■ **Brief 1**: In the news report about the Berlin car attack, how many of the injured people were students?
■ **Brief 2**: Reproduce the Berlin car attack report from "Investigators found medicines" up to and including "capital, Buechner said.".
■ **Brief 3**: Carry on the news report about the Berlin car attack from the point where it stops.

■ **Passage shown**:
Berlin: A man accused of driving into a school group in Berlin, killing a teacher and leaving others injured, appears to have a history of mental illness, prosecutors said Thursday, adding that there was no sign of a terrorist motive for what appeared to have been a deliberate act.

A court ordered the man placed in a secure psychiatric hospital. He faces preliminary charges of murder and 17 counts of attempted murder, prosecutors said.

However a spokesman for the prosecutors office, Sebastian Buechner, said it's not clear whether the suspect could be held criminally responsible.

Investigators found medicines when they searched the man's apartment, and ``a great deal speaks for paranoid schizophrenia'' as the suspect's diagnosis, Buechner told reporters. ``What there isn't is indications of any kind of terrorist background.''

Police also found two hand-written placards with ``a very general reference'' to the long-running dispute between Armenia and Azerbaijan over the Nagorno-Karabakh region, but they appeared to be unrelated to Wednesday's incident in the center of Germany's capital, Buechner said.

Witnesses and police said a car drove into pedestrians on a popular shopping street in Berlin. A teacher with the school group from central Germany died, and nine people suffered serious injuries. In all, 31 people were injured, 14 of them students.

Police identified the suspect as a 29-year-old German-Armenian who lives in Berlin. They said he was driving his sister's car and that passerby detained him after he crashed to a halt in a shop window.

■ **Excerpted data**:

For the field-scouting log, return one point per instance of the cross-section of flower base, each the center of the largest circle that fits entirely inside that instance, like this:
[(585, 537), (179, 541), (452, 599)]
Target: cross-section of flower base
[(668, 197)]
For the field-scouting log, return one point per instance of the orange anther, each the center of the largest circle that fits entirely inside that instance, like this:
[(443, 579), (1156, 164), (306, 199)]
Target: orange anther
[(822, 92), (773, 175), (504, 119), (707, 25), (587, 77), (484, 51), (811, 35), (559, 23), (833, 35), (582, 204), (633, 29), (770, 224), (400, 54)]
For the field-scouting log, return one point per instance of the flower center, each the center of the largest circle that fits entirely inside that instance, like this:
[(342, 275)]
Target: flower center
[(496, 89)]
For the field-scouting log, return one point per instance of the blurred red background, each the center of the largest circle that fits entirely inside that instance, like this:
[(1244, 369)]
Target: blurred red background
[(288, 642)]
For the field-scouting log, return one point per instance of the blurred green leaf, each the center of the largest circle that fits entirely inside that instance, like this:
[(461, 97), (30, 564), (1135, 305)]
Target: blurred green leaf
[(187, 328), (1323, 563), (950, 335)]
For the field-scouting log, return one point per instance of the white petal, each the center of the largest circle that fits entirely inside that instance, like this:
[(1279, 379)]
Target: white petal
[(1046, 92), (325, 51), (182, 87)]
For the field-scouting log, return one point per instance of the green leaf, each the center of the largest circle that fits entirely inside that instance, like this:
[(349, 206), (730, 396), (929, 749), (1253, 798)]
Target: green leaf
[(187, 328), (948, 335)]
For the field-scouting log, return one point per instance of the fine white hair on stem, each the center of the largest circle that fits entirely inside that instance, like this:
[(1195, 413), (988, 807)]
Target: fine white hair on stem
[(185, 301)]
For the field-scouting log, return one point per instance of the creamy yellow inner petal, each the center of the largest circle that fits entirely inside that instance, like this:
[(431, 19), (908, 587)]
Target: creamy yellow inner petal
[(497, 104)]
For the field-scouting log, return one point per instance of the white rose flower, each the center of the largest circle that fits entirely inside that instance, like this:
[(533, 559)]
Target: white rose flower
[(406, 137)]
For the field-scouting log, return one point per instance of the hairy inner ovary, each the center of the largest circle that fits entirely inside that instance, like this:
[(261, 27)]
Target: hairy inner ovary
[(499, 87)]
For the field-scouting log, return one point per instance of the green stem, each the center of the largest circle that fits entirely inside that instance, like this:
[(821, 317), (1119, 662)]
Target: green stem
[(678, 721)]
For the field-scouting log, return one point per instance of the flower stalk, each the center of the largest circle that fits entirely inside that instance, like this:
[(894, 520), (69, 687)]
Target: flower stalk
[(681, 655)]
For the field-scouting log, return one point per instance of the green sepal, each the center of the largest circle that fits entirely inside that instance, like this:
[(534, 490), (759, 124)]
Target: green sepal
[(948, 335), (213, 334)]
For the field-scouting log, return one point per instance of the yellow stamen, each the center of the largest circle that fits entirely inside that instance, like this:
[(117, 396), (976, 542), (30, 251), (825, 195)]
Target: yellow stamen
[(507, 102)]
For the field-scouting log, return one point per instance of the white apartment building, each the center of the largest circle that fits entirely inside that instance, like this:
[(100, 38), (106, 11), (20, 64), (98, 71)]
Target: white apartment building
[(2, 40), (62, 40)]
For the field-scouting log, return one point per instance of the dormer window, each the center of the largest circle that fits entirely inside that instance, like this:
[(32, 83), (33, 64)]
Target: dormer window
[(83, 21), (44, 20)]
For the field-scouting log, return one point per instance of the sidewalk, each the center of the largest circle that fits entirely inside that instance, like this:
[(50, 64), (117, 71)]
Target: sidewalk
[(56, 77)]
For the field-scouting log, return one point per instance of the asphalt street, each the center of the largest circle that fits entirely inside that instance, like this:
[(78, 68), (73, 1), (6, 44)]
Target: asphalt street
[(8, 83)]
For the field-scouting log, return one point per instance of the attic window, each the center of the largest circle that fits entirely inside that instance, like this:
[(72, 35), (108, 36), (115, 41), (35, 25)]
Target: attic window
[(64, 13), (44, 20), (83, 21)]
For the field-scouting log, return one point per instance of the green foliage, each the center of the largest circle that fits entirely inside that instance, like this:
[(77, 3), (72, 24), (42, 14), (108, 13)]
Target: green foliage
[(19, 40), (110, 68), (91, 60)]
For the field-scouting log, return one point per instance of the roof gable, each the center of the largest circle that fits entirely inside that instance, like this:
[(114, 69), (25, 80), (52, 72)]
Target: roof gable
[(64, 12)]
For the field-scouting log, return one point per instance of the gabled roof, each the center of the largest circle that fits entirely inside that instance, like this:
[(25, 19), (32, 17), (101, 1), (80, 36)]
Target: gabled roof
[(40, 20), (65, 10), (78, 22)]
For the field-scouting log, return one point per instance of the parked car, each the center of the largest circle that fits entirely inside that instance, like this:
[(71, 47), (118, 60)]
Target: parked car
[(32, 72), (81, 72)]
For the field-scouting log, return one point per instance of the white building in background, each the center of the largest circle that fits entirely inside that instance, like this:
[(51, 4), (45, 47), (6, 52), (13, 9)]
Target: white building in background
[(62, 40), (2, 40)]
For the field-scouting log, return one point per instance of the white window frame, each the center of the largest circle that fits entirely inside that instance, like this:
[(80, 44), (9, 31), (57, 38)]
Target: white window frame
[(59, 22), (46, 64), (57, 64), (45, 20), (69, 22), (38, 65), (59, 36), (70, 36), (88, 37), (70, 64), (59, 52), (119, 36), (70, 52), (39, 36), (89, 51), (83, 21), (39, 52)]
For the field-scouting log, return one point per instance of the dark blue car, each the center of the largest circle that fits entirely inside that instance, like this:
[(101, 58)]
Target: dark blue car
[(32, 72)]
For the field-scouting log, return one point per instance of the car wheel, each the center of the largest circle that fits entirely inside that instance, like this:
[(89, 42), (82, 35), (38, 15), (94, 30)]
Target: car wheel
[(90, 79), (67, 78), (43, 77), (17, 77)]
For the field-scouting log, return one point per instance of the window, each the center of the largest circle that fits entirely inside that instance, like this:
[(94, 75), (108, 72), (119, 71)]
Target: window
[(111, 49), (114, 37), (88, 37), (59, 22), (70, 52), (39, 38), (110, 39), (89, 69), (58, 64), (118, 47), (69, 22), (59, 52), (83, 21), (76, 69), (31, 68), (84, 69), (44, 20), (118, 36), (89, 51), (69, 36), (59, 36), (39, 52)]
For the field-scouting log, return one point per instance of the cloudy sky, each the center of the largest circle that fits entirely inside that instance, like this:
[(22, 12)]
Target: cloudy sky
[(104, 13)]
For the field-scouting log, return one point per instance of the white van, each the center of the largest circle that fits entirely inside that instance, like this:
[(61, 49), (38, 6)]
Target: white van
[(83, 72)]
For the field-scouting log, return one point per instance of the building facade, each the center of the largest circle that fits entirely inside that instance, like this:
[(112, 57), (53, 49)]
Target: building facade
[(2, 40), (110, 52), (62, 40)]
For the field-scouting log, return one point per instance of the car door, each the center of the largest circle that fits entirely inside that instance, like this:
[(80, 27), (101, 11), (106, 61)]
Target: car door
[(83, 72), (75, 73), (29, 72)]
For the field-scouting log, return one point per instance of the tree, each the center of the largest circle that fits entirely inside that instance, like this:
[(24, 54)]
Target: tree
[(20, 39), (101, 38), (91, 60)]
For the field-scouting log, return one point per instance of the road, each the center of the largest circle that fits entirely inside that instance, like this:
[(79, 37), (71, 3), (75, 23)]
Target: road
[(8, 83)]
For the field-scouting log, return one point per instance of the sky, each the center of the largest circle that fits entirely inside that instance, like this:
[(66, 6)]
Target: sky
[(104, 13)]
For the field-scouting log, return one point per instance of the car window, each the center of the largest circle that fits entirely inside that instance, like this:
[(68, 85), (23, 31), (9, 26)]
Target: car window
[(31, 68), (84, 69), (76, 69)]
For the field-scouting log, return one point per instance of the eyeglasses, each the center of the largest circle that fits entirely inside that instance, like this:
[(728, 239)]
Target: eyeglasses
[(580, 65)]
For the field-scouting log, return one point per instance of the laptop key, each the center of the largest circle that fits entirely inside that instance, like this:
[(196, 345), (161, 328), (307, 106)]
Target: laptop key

■ **Answer 1**: 14 of the 31 injured were students.

■ **Answer 2**:
Investigators found medicines when they searched the man's apartment, and ``a great deal speaks for paranoid schizophrenia'' as the suspect's diagnosis, Buechner told reporters. ``What there isn't is indications of any kind of terrorist background.''

Police also found two hand-written placards with ``a very general reference'' to the long-running dispute between Armenia and Azerbaijan over the Nagorno-Karabakh region, but they appeared to be unrelated to Wednesday's incident in the center of Germany's capital, Buechner said.

■ **Answer 3**:
Berlin Mayor Franziska Giffey said that, by Wednesday evening, authorities had determined that it was an ``amok act by a really seriously psychologically impaired person.'' She told public broadcaster RBB Inforadio that investigators were ``trying ... to find out more from the partially confused statements he is making."

Berlin's top security official, Iris Spranger, told the state legislature that the suspect obtained German citizenship in 2015 and apparently had ``psychological problems'' in the past. He was known to police because of proceedings for suspected bodily harm, trespassing and slander, but not for political or other extremism, she added.

The car plowed into pedestrians close to the site of a 2016 attack in which an Islamic extremist drove a commandeered truck into a Christmas market, resulting in 13 deaths. Giffey said Wednesday's crash ``reopens deep wounds and traumas'' associated with that event.

The regional government in central Hesse state said the students who were hit attended 10th-grade _ ages roughly 15-17 in Germany _ in the town of Bad Arolsen.

State governor Boris Rhein, visiting the town on Thursday, said the students had been on a final-year trip. He said 17 members of the group had been brought home.